Pick up the article on French Connection's trading update and cash position after its last sentence, and write the next few paragraphs in the same news-report style.

====== Text provided

French Connection faces cash crunch, e-tail surges, Europe reopening begins
French connection didn't have much cheerful news to deliver on Tuesday when it released a trading update and also shared details of its financial position. In fact, the company said that “without securing additional funding and should the current Covid-impacted trading levels continue, [its] cash resources will eventually be eroded in the coming months”.
Not that it expects a doomsday scenario in which it completely runs out of cash to actually happen. It has been “in active discussions with a number of potential funding partners,” and the board “is confident of raising sufficient funds to support the business until the return of trading levels that are able to support the ongoing operations”. It said the process “is proceeding well and we are making good progress on due diligence and agreeing terms”.
The need to raise the extra cash comes as the retailer, which had already been struggling before the coronavirus crisis, continues to do so. It had delivered an update on March 24 – just as the lockdown began – and its shops and concessions have remained closed since that date with no physical sales happening as a result.
However, on the plus side, it has been able to operate its own websites in both the UK and US with sales up 44% over the last six weeks, while continuing to supply a few of the predominantly online wholesale customers that are still trading.
Of course, this e-tail boost still makes up just a small proportion of its overall business, although it also said it’s “starting to see a small increase in activity in Europe as countries begin to open up”.
It’s understandable that it has been taking a number of actions to conserve cash and reduce costs given the significant reduction in sales, together with the delayed payments from many of its wholesale customers, particularly in the US.

============
====== Given entries

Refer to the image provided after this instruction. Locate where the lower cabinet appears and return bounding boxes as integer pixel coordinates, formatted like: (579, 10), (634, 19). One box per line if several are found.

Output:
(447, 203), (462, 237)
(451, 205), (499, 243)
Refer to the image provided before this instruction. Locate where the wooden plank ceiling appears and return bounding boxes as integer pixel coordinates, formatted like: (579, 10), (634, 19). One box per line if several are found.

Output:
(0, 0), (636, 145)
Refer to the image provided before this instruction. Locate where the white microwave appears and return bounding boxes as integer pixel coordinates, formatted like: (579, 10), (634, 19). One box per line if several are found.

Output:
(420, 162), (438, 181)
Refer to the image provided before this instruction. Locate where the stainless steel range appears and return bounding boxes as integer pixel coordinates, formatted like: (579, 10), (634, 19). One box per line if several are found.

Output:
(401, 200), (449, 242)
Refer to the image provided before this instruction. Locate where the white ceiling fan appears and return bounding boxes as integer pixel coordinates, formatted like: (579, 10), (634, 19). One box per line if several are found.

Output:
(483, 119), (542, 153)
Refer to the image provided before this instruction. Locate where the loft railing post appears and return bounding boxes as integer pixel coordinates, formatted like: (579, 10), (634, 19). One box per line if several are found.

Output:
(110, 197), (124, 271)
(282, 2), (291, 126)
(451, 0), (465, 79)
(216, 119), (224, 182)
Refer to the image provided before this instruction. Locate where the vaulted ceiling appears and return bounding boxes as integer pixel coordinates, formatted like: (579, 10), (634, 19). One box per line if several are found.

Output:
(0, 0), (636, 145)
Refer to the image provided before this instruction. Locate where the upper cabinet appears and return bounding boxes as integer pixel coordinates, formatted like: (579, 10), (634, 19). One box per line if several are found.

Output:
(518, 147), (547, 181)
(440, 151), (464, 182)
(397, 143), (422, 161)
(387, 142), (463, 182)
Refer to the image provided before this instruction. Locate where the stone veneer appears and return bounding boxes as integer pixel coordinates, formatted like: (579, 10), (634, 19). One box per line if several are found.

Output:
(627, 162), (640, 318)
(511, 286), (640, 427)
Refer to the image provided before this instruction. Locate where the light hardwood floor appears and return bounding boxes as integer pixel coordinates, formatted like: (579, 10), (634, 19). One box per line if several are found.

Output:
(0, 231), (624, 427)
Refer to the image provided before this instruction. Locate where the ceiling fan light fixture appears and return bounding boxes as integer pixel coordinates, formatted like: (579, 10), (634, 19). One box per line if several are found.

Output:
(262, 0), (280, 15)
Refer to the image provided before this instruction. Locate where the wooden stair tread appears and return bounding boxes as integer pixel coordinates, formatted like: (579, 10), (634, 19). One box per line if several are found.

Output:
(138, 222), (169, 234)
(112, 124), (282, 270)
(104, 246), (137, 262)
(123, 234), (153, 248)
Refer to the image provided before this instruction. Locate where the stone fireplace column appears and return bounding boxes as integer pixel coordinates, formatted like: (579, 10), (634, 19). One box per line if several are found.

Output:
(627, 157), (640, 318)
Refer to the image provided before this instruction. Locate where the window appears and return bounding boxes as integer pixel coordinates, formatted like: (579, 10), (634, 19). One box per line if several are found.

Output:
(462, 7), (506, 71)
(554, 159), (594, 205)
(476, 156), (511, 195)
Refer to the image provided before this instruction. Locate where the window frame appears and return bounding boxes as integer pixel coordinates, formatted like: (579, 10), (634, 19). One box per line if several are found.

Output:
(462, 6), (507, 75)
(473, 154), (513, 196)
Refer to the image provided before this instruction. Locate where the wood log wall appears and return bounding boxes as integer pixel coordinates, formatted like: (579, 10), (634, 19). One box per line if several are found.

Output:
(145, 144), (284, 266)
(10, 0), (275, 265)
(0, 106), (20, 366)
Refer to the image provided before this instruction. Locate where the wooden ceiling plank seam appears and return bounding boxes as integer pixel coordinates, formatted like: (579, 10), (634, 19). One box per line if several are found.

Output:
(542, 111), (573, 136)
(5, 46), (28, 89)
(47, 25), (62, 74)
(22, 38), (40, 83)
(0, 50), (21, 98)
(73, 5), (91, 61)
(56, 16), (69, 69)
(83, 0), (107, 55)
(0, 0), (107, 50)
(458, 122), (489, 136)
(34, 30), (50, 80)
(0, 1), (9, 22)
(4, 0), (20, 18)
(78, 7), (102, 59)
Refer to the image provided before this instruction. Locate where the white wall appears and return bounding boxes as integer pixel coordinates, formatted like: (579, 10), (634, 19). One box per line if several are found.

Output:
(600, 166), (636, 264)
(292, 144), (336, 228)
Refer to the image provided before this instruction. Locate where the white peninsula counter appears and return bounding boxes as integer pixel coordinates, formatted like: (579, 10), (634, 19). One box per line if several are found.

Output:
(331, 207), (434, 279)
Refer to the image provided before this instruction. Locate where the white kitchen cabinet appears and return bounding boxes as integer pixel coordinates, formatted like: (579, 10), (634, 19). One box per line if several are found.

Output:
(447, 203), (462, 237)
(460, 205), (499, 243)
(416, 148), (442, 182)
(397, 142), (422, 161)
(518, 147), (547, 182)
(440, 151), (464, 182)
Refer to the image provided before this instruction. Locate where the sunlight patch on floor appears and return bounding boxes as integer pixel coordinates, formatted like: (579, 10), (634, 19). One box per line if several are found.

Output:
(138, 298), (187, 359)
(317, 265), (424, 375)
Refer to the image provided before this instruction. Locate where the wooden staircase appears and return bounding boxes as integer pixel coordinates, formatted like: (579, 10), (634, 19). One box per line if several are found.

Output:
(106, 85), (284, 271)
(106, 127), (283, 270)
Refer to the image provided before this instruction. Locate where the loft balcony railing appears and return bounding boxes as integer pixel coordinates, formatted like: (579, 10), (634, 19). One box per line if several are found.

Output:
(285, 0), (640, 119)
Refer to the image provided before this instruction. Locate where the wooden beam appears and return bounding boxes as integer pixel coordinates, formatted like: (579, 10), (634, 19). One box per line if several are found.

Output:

============

Answer for this exercise.
It’s in “ongoing and generally constructive discussions with many of our key stakeholders,” about conserving cash, it explained. These include speaking to all suppliers to confirm extending payment terms and discounts; to landlords with a view to agreeing rent holidays or deferred payments; to factories to manage the supply of future goods to match current requirements while reducing quantities to reflect the expected lower level of trade for the rest of the year; and rescheduling payments to HMRC, the UK tax authority.
However, it also highlighted difficulties that have been mentioned by a large number of other businesses. While it has “attempted to participate in as many of the government's support initiatives as is possible” and is using the Job Retention Scheme for furloughed staff and rates relief for the store portfolio, it has “proved very challenging for us, in line with other retailers, to access any other government funds”. This is due to “the tight qualification constraints that have been imposed and to date we have been unable to access any further funding from these schemes”.
For now, it’s hoping that it can get its stores open soon and has been developing plans for a safe environment when this happens. “Given the UK government's recent update regarding the potential phased reopening of stores from 1 June, we are planning to open up in an orderly manner to ensure everything required is in place,” the company said. “We look forward to returning to more normal levels of trade as the situation evolves, although we do not expect this for some time to come.”